══ READING TEXT ══

The Ramblings of Joy Laking

Nova Scotia Artist, Joy Laking, posts ramblings while she's travelling and painting in South America.

Sunday, July 19, 2020

Just 19, 2020 techniques for last three paintings

Since I graduated from University in 1972 with a Fine Art Major, I have been teaching myself watercolour.  Because I didn’t have any watercolour teachers or books, I developed my own style. Instead of the usually watercolour approach of light washes working towards the darks, I started with the darks. I found that with one layer of dark over the white paper, the darks were more intense and luminous.  Also by working towards the whites, there was the maximum range of contrast because often the highlights of the painting were just the white paper.  My compositions were always well planned with small sketches proceeding the paintings. The paintings themselves were started with a pencil drawing. The paint handling was tidy and direct.

Recently I finished a watercolour of flowers that I didn’t preplan. I started in the middle and just gradually added flowers.  This was both exhilarating and worrisome because I was making composition decisions all the way through the painting.  I wasn’t sure I could pull it all together. The paint handing though was my usual dark to light with a very controlled approach. 

 When I finished this, I started a small oil painting out by our pond.  I pushed and pulled and eventually the painting came together together.

 Now I have used this oil painting approach in my current watercolour.  Instead of preplanning the composition, I just started painting.  In this case, I started with the two lilies in the foreground.  Because I started with the lights and no drawing and not being sure of what the background would eventually be, some of the petals were muted and dull.   Instead of using my scrubber to go backward, this time I am using white Pepeo gouache, some times alone and sometimes mixed with watercolour or Winsor and Newton gouache.   There is much charm and stress by doing a painting this way.  I am engaged artistically and also worried all the way through.  Here are the results.

Saturday, February 29, 2020

I started this painting last week as a demonstration for a few artist friends.  It would have been better if I had had a bit more of a drawing before starting but I pulled it together with my scrubber and scratcher.

February 29, 2020

Cala lily, Orange and Pear is a bit of a departure for me.  Done on hot pressed paper it is very simplistic in design.  I am very happy with it.

Wednesday, February 26, 2020

February 26, 2020

Herman the Seagull

My grandfather and I had a friend, Herman the Seagull. Everywhere we went Herman would be waiting for us.  I am the old lady now, my grandfather long gone, but Herman still waits for me in almost every season and every country.

═══
══ MATERIAL SHOWN ══

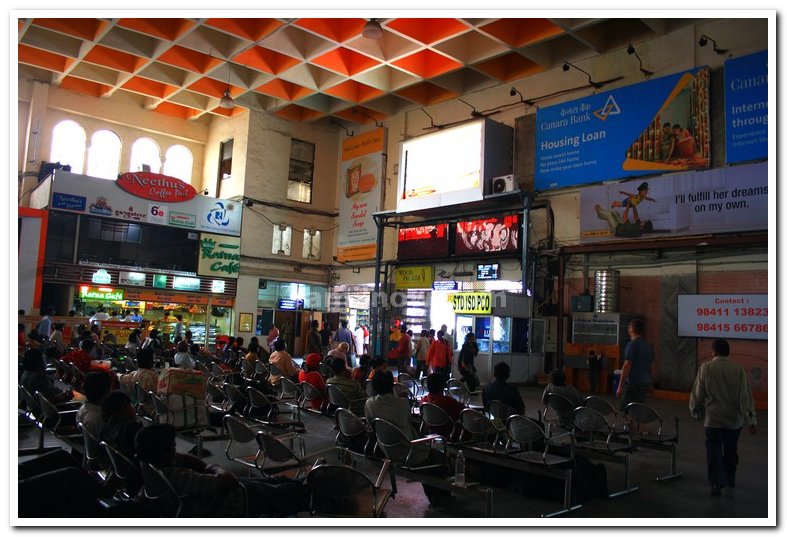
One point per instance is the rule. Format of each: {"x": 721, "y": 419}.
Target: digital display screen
{"x": 488, "y": 271}
{"x": 499, "y": 234}
{"x": 423, "y": 242}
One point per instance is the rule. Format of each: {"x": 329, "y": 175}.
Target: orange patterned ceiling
{"x": 309, "y": 69}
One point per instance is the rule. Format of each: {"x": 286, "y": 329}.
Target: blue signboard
{"x": 68, "y": 202}
{"x": 746, "y": 107}
{"x": 661, "y": 125}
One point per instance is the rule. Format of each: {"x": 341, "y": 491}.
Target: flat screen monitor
{"x": 423, "y": 242}
{"x": 499, "y": 234}
{"x": 488, "y": 271}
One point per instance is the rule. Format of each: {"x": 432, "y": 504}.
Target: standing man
{"x": 635, "y": 376}
{"x": 344, "y": 335}
{"x": 313, "y": 340}
{"x": 439, "y": 355}
{"x": 722, "y": 390}
{"x": 402, "y": 351}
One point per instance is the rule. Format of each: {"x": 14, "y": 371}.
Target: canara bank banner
{"x": 746, "y": 107}
{"x": 656, "y": 126}
{"x": 154, "y": 204}
{"x": 720, "y": 200}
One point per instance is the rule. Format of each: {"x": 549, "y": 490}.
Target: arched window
{"x": 178, "y": 162}
{"x": 144, "y": 153}
{"x": 68, "y": 145}
{"x": 103, "y": 155}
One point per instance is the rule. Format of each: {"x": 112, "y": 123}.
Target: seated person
{"x": 558, "y": 385}
{"x": 145, "y": 376}
{"x": 387, "y": 406}
{"x": 96, "y": 387}
{"x": 34, "y": 378}
{"x": 436, "y": 383}
{"x": 500, "y": 390}
{"x": 120, "y": 423}
{"x": 377, "y": 365}
{"x": 183, "y": 358}
{"x": 361, "y": 373}
{"x": 282, "y": 359}
{"x": 311, "y": 374}
{"x": 213, "y": 491}
{"x": 348, "y": 386}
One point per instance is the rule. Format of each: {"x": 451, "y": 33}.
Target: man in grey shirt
{"x": 722, "y": 390}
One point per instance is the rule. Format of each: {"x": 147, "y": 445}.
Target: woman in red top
{"x": 310, "y": 373}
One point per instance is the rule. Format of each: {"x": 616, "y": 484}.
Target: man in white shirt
{"x": 100, "y": 315}
{"x": 722, "y": 390}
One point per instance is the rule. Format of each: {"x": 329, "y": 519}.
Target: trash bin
{"x": 616, "y": 380}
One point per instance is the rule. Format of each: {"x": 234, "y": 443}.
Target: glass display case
{"x": 501, "y": 335}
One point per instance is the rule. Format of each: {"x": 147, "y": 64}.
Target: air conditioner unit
{"x": 504, "y": 183}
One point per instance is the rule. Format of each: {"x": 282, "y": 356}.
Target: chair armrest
{"x": 427, "y": 438}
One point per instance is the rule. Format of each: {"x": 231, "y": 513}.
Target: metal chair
{"x": 410, "y": 455}
{"x": 125, "y": 470}
{"x": 351, "y": 490}
{"x": 280, "y": 456}
{"x": 645, "y": 428}
{"x": 311, "y": 393}
{"x": 95, "y": 460}
{"x": 240, "y": 433}
{"x": 485, "y": 436}
{"x": 438, "y": 421}
{"x": 558, "y": 411}
{"x": 528, "y": 435}
{"x": 500, "y": 410}
{"x": 353, "y": 436}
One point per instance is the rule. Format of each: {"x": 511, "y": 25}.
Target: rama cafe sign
{"x": 219, "y": 255}
{"x": 156, "y": 187}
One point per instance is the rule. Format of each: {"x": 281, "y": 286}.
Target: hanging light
{"x": 372, "y": 29}
{"x": 226, "y": 99}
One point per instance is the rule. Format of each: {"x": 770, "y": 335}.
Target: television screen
{"x": 423, "y": 242}
{"x": 500, "y": 234}
{"x": 488, "y": 271}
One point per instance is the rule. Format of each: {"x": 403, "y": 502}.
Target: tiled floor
{"x": 518, "y": 496}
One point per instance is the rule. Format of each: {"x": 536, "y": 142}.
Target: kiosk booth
{"x": 502, "y": 325}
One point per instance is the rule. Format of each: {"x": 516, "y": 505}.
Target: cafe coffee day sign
{"x": 93, "y": 196}
{"x": 219, "y": 256}
{"x": 746, "y": 107}
{"x": 626, "y": 132}
{"x": 360, "y": 177}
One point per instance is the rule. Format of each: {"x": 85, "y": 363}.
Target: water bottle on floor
{"x": 459, "y": 476}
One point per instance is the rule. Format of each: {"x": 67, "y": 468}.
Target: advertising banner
{"x": 360, "y": 180}
{"x": 422, "y": 242}
{"x": 723, "y": 316}
{"x": 101, "y": 197}
{"x": 420, "y": 277}
{"x": 746, "y": 107}
{"x": 219, "y": 256}
{"x": 655, "y": 126}
{"x": 500, "y": 234}
{"x": 720, "y": 200}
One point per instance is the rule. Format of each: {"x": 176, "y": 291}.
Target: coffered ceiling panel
{"x": 309, "y": 69}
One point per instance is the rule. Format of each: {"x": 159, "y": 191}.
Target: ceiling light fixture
{"x": 513, "y": 92}
{"x": 631, "y": 50}
{"x": 704, "y": 41}
{"x": 372, "y": 29}
{"x": 567, "y": 66}
{"x": 226, "y": 100}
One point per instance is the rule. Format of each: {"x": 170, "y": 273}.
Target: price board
{"x": 723, "y": 316}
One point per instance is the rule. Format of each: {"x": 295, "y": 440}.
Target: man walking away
{"x": 635, "y": 376}
{"x": 722, "y": 390}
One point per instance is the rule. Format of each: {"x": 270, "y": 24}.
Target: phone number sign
{"x": 723, "y": 316}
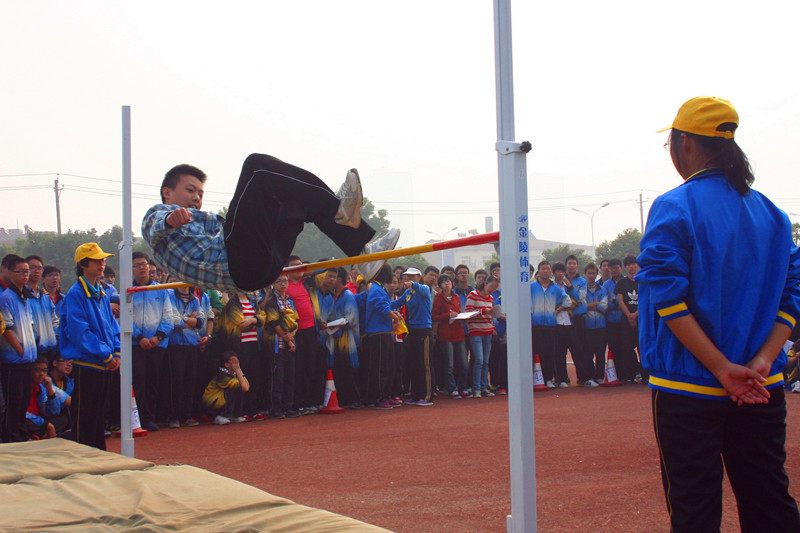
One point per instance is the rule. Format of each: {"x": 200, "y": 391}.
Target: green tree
{"x": 59, "y": 250}
{"x": 416, "y": 260}
{"x": 312, "y": 244}
{"x": 625, "y": 243}
{"x": 560, "y": 253}
{"x": 494, "y": 259}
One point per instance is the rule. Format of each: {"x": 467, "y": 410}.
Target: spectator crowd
{"x": 405, "y": 337}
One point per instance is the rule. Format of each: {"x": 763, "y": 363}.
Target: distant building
{"x": 10, "y": 235}
{"x": 475, "y": 257}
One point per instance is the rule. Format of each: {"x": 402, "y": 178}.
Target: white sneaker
{"x": 386, "y": 242}
{"x": 350, "y": 200}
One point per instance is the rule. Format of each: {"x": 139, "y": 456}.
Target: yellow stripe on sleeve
{"x": 671, "y": 310}
{"x": 787, "y": 317}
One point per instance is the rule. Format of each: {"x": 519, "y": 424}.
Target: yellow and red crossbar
{"x": 472, "y": 240}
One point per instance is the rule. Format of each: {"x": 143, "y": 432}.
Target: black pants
{"x": 595, "y": 347}
{"x": 418, "y": 353}
{"x": 696, "y": 437}
{"x": 88, "y": 399}
{"x": 182, "y": 361}
{"x": 307, "y": 348}
{"x": 252, "y": 365}
{"x": 282, "y": 381}
{"x": 626, "y": 362}
{"x": 568, "y": 338}
{"x": 399, "y": 359}
{"x": 614, "y": 334}
{"x": 147, "y": 369}
{"x": 543, "y": 340}
{"x": 378, "y": 349}
{"x": 345, "y": 379}
{"x": 272, "y": 202}
{"x": 207, "y": 367}
{"x": 17, "y": 391}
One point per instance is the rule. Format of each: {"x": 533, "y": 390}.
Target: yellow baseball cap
{"x": 90, "y": 250}
{"x": 703, "y": 115}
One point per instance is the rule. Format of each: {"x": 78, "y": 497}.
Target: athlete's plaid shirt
{"x": 194, "y": 253}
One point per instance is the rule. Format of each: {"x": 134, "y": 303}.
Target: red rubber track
{"x": 446, "y": 467}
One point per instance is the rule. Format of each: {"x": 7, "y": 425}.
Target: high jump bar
{"x": 482, "y": 238}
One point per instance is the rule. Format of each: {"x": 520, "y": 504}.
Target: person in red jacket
{"x": 452, "y": 343}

═══

**TO BE DONE**
1. According to the blog, in what year did Joy Laking graduate from university with a Fine Art Major?
2. For each statement, say whether it agrees with the blog, answering yes or no and quoting the words from the blog that decide it: (a) Joy Laking learned watercolor from teachers and books. (b) The small oil painting was started by the pond. (c) Cala lily, Orange and Pear was done on hot pressed paper.

**THE RESULTS**
1. 1972

2.
(a) No: "Because I didn’t have any watercolour teachers or books, I developed my own style."
(b) Yes: "I started a small oil painting out by our pond."
(c) Yes: "Done on hot pressed paper it is very simplistic in design."